(Records)
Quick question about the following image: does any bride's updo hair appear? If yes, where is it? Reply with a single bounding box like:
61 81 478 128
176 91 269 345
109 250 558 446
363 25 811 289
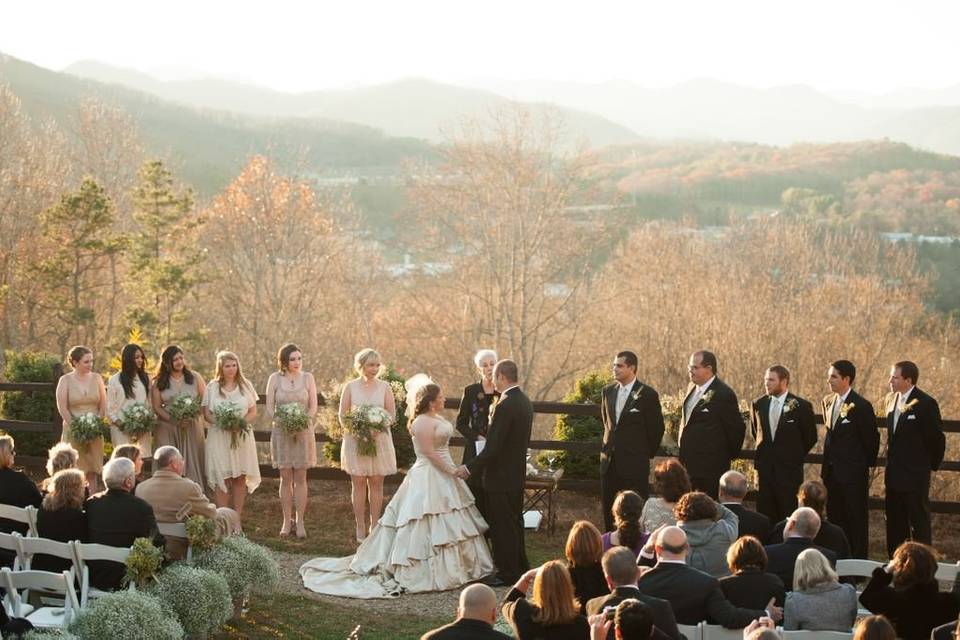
407 382 440 430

(WORK TO BE COMPLETED)
Return every line of the data above verbatim, omitting the picture.

(RESPONSE)
Quick question about the following image: does any bride's updo hair appear? If yes, where is it? Reply with a single bounding box like:
61 81 478 128
176 91 269 345
109 250 558 446
363 25 811 289
407 382 440 430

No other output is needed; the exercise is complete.